> [Testo del documento]
== == ==

Fino all’orlo
La conclusione del brano evangelico di questa domenica ci fa immediatamente comprendere il perché venga proclamato proprio all’inizio del Tempo Ordinario: è il primo dei segni compiuti da Gesù, secondo la struttura del Vangelo di Giovanni. Nella tradizione della Chiesa, inoltre, è stato sempre associato alla solennità dell’Epifania, in cui come in un unico mistero si ricordano i tre eventi di manifestazione della gloria di Gesù: nell’adorazione dei Magi, nel Battesimo e nella sua rivelazione alle nozze di Cana.
Questo segno, dunque, possiamo vederlo un po’ come la porta per entrare nel tempo in cui, accompagnati dalla liturgia della Chiesa, mediteremo sul ministero pubblico di Gesù. Prima di addentrarci nel segno, riprendendo ancora l’espressione finale, ne troviamo spiegate le finalità: è una manifestazione della sua gloria e suscita la fede nei suoi discepoli. Ogni segno, miracolo o prodigio di Gesù nelle Scritture, ha sempre questa finalità: è un dito puntato sulla vera identità di Gesù, vero Dio e vero uomo, da conoscere, incontrare e adorare, e serve sempre a suscitare la fede in chi ne fa esperienza.

== == ==

> [Dati forniti]

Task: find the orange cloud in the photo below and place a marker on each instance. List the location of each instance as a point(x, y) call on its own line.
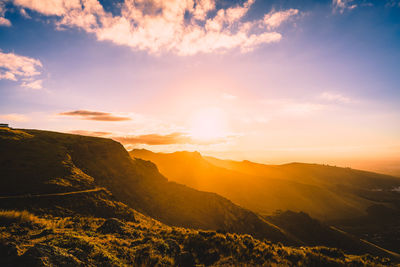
point(155, 139)
point(94, 115)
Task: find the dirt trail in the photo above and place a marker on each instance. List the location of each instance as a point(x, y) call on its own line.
point(54, 194)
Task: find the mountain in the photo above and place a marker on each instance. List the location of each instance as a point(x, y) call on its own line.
point(76, 200)
point(324, 192)
point(39, 162)
point(362, 203)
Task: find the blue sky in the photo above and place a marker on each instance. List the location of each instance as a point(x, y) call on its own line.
point(272, 81)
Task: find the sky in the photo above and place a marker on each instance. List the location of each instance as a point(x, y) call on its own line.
point(263, 80)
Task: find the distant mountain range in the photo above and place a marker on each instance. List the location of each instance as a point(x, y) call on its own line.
point(363, 203)
point(56, 175)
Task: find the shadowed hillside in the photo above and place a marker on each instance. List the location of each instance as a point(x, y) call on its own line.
point(342, 197)
point(31, 240)
point(324, 192)
point(40, 162)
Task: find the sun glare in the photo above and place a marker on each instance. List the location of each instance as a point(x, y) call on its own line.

== == ==

> [Consegna]
Secondo il commento sulle nozze di Cana, quali due finalità ha il segno compiuto da Gesù?

> [Soluzione scritta]
È una manifestazione della sua gloria e suscita la fede nei suoi discepoli.